▸ EXERCISE PASSAGE
^^^^^^^^

Ably is a realtime experience infrastructure provider. Our APIs and SDKs help you power realtime functionality for use cases like live chat, multiplayer collaboration, and data broadcast, without having to worry about managing and scaling messy realtime infrastructure.

Ably key features and capabilities

With a globally distributed, multi-region network, we offer unrivaled performance, data integrity, reliability, and scaling guarantees:

  • <65 ms median latency.

  • Guaranteed message ordering and exactly-once delivery, even when network conditions are unreliable.

  • Global edge network providing unparalleled redundancy at regional and global levels, with a 99.999% uptime SLA.

  • Enormous scalability, meaning you can send billions of messages to millions of channels and chat users.

^^^^^^^^

▸ WHAT THE TASK ASKS
Continue the overview of Ably's realtime platform from its final bullet onward.

▸ SUPPLIED INFORMATION
^^^^^^^^

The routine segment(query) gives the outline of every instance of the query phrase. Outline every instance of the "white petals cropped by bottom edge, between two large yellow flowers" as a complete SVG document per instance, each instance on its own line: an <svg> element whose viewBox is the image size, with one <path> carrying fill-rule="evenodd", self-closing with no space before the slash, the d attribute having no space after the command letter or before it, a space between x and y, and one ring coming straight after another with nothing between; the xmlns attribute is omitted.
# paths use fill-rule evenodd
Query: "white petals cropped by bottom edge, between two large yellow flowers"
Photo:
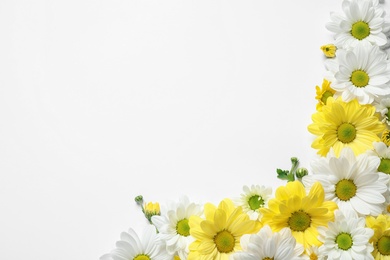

^^^^^^^^

▸ ANSWER BOX
Our developer experience is focused on bringing your product to market quickly. In particular, we’ve focused on helping you to integrate Ably with your existing tooling, systems, and preferred languages. As such, we have SDKs for languages and frameworks as diverse as PHP, Flutter, Clojure, tvOS, and NodeJS. We also offer integrations with cloud platforms, data streaming tools, and provisioning tools to make Ably a core part of your infrastructure. Built with real world use cases in mind, Ably offers flexible building blocks tailored to building rich chat experiences, including:

  • Online/offline status

  • Last seen indicators

  • Edit/delete messages

  • Threads

  • Emoji reactions

  • Typing indicators

  • Read receipts

  • Chat admin privileges

  • User avatar

  • Push notifications

See how Ably compares to Sendbird.

We have client SDKs for every major programming language and development platform, and we offer a wide variety of integrations, so you can easily connect Ably to your preferred tech stack.